## Reading text
(begin)
‘The Airborne Forces Experimental Establishment’ is an academic book in style, but it’s full of interesting nuggets of information about the personalities, politics and technology involved in developing Britain’s parachute and glider forces.
Review of “The Airborne Forces Experimental Establishment – The Development of British Airborne Technology, 1940-1950” by Tim Jenkins, published 11 September 2015 by Helion.
‘The Airborne Forces Experimental Establishment’ is written in an academic style. This is both a strength and a weakness. The strength is that there is not much reliance on other people’s books, and there are lots of quotes from archival documents. It also means the book is full of interesting information that you feel you can trust, because it is cited verbatim and fully footnoted, so you can check for yourself, should you want to. The weakness is that the academic style does not lend itself to easy reading. The beginning of the book is the hardest going.
The good news is that things pick up significantly after you get past the opening exposition of the arguments, with its references to the arguments of other academics. Once you get into the meat of the book, the sentences become much more readable and abstraction is replaced with factual information. This information is often used to make an inference or support a theory, but it’s not overdone.
The book’s primary theory is that Britain’s airborne forces were created out of a vacuum by the god-like fiat of Winston Churchill. In a minute dated 22 June 1940 he famously demanded the creation of a force of 5,000 airborne soldiers. Prior to this, nobody had actually examined whether there was a need for them, how they might be used, or whether they could be afforded. The armed forces had not stated a requirement. In particular the development of assault gliders swung into high gear without any consideration of which aircraft might tow them, or where such aircraft might come from. The author maintains that this lack of prior requirement and analysis meant that development was haphazard and lacked direction, and greatly hindered the effective use of airborne forces on operations throughout the war.
If you disagree with this hypothesis, then you get plenty of chances to examine the evidence. The bulk of the book is devoted to looking in detail at how the development of gliders and airborne technology progressed during the war. Sometimes the argument seems a bit thin. There were indeed no suitable British tug planes available for most of the war. The British Horsa and Hamilcar gliders were indeed developed without first considering what might tow them. But like the American Waco, which was designed around the Jeep, the British gliders were designed around what they were intended to carry, i.e. a platoon of men, or a gun and its jeep, or a light armoured vehicle.
(end)
## Stated exercise a
Convert the listing into a two-column CSV with the columns input and output, covering everything from its first line through the line that contains "point(386, 684)". Give one row for each input paired with its output, put each value in a single quoted field, and replace any line breaks with spaces.

## Dataset extract
(begin)
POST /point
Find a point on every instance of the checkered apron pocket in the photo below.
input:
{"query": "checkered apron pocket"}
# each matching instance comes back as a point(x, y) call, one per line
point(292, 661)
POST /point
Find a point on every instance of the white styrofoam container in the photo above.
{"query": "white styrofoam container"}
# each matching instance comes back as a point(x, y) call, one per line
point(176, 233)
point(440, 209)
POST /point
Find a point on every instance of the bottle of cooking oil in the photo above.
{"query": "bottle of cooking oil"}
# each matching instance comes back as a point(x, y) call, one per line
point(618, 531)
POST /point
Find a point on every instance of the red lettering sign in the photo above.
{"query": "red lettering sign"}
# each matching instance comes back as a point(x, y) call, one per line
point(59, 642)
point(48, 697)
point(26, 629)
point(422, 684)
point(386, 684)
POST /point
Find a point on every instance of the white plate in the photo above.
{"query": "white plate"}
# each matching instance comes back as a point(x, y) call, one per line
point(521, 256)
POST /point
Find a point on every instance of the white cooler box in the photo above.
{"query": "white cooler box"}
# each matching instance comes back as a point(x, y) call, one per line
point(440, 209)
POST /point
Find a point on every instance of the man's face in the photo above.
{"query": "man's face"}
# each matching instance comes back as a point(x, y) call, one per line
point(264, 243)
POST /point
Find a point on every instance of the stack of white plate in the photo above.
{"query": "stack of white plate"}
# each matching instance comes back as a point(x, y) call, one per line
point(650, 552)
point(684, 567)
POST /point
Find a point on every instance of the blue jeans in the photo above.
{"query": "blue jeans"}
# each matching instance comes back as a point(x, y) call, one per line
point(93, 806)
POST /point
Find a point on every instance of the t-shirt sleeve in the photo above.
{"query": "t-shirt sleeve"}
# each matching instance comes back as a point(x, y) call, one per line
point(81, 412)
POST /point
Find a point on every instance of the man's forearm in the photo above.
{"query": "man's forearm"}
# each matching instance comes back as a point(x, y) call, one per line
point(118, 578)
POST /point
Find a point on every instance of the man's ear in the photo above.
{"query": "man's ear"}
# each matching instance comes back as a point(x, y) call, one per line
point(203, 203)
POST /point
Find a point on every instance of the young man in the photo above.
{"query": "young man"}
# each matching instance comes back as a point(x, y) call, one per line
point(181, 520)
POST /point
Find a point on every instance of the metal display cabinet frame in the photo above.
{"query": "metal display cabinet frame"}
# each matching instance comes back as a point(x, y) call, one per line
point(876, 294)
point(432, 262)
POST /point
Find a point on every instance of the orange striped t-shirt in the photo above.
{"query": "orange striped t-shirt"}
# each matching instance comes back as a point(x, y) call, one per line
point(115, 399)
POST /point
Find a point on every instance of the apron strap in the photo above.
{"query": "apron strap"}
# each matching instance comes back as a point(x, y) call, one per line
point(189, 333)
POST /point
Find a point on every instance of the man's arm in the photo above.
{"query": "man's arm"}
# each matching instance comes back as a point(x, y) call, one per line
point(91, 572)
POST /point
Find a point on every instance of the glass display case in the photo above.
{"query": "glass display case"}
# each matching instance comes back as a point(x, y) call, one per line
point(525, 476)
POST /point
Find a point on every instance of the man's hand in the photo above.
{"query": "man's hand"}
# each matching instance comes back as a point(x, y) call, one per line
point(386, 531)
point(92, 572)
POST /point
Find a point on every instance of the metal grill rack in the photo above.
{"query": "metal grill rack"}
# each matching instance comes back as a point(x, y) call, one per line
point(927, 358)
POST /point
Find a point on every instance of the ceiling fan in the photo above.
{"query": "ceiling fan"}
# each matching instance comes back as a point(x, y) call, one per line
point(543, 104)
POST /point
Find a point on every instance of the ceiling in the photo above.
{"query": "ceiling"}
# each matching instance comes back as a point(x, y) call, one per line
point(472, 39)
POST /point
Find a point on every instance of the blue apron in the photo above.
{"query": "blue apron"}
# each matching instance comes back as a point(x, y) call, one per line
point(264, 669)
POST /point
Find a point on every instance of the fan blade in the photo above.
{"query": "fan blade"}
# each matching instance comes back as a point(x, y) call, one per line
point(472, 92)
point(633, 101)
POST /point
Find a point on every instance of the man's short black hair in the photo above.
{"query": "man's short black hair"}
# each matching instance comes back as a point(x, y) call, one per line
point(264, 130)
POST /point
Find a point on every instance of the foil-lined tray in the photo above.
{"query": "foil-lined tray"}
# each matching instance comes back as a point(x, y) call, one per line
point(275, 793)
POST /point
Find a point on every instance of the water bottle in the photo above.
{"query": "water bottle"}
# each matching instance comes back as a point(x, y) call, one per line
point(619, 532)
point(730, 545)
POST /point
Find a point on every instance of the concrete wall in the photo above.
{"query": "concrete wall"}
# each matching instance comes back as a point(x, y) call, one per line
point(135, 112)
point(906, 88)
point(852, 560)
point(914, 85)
(end)
## Stated exercise b
Answer these questions using the book review:
(i) What date does the book review give for the Churchill minute that called for an airborne force?
(ii) Which publisher released the book, and on what date?
(iii) Which American glider does the review say was designed around the Jeep?

## Task response a
input,output
"POST /point Find a point on every instance of the checkered apron pocket in the photo below. input: {""query"": ""checkered apron pocket""} # each matching instance comes back as a point(x, y) call, one per line","point(292, 661)"
"POST /point Find a point on every instance of the white styrofoam container in the photo above. {""query"": ""white styrofoam container""} # each matching instance comes back as a point(x, y) call, one per line","point(176, 233) point(440, 209)"
"POST /point Find a point on every instance of the bottle of cooking oil in the photo above. {""query"": ""bottle of cooking oil""} # each matching instance comes back as a point(x, y) call, one per line","point(618, 531)"
"POST /point Find a point on every instance of the red lettering sign in the photo above. {""query"": ""red lettering sign""} # each matching instance comes back as a point(x, y) call, one per line","point(59, 642) point(48, 697) point(26, 629) point(422, 684) point(386, 684)"

## Task response b
(i) 22 June 1940
(ii) Helion, 11 September 2015
(iii) The Waco